[An excerpt from a dataset]
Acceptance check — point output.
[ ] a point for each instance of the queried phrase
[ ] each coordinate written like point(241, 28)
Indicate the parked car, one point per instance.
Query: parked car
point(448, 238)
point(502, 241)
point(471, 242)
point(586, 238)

◆ PROMPT
Write out every line of the data above again, adding -43 to each coordinate in the answer points and leaving all other numbers as they are.

◆ SOLUTION TO THIS TASK
Acceptance check — point output.
[ ] a point for each instance of the queried phrase
[ ] each coordinate written like point(241, 28)
Indicate the parked car, one point per instance.
Query: parked car
point(405, 195)
point(459, 198)
point(428, 199)
point(543, 195)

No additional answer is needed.